# Task
Rewrite the material below in full, replacing every occurrence of "detect" with "locate" and leaving all other text unchanged.

──────────

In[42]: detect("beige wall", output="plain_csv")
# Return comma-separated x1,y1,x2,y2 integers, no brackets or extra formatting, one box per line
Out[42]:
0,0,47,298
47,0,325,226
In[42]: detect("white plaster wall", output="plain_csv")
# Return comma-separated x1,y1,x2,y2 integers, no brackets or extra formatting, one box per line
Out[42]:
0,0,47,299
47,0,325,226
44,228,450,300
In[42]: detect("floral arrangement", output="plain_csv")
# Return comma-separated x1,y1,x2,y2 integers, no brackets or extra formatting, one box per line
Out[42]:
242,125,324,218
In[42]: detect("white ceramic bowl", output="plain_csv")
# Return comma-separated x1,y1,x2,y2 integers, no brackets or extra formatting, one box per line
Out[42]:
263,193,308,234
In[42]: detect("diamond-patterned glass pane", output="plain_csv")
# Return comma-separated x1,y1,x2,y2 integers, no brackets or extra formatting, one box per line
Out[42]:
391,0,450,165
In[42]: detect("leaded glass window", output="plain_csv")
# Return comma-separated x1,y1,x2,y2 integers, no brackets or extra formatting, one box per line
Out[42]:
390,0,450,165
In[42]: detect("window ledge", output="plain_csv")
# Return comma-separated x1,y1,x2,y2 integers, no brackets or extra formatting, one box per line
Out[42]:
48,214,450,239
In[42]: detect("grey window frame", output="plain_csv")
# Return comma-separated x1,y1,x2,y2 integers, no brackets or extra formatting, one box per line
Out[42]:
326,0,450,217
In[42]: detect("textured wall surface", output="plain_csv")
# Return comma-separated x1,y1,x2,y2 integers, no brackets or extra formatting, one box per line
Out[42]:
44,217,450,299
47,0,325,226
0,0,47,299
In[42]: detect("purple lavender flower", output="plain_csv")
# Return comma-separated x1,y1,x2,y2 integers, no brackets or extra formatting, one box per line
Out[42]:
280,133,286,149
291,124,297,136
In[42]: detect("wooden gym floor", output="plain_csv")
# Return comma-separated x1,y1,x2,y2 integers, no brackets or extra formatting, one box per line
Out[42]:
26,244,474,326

──────────

# Correct answer
In[42]: locate("beige wall", output="plain_csv")
# Return comma-separated x1,y1,x2,y2 integers, no brackets or extra formatting, one box per line
Out[42]:
0,0,47,298
47,0,325,226
In[42]: locate("white plaster wall", output="plain_csv")
# Return comma-separated x1,y1,x2,y2 integers, no brackets or extra formatting, one box per line
Out[42]:
0,0,47,299
47,0,325,226
44,228,450,300
In[42]: locate("floral arrangement", output="plain_csv")
# Return comma-separated x1,y1,x2,y2 integers, no brackets or extra formatting, one box per line
Out[42]:
242,125,324,218
In[42]: locate("white ceramic bowl", output="plain_csv")
# Return comma-separated x1,y1,x2,y2 integers, no brackets or extra formatting, one box per line
Out[42]:
263,193,308,234
In[42]: locate("diamond-patterned glass pane", output="plain_csv")
# Return comma-separated x1,y1,x2,y2 integers, no brackets or extra formatting, one box per line
Out[42]:
391,0,450,165
In[42]: locate("leaded glass window", output="plain_csv")
# Return comma-separated x1,y1,x2,y2 integers, no brackets or extra formatting, one box per line
Out[42]:
390,0,450,165
In[42]: locate("window ledge", output="plain_csv")
# Return comma-separated x1,y1,x2,y2 integers, no brackets or extra formatting, one box per line
Out[42]:
48,214,450,239
In[42]: locate("grey window frame", output="plain_csv")
# Return comma-separated x1,y1,x2,y2 integers, no brackets or extra formatting, one box per line
Out[42]:
326,0,450,217
In[42]: locate("textured wall surface", output="plain_csv")
# Return comma-separated x1,y1,x2,y2 integers, no brackets or extra formatting, one box per line
Out[42]:
44,217,450,299
47,0,325,226
0,0,47,299
In[42]: locate("purple lavender flower", output="plain_csv")
# Return comma-separated x1,y1,x2,y2 integers, no brackets or extra formatting, one box per line
Out[42]:
280,133,286,149
291,124,297,136
In[42]: locate("wooden gym floor", output="plain_csv")
# Return comma-separated x1,y1,x2,y2 integers, no brackets or extra formatting, one box per line
Out[42]:
26,244,474,326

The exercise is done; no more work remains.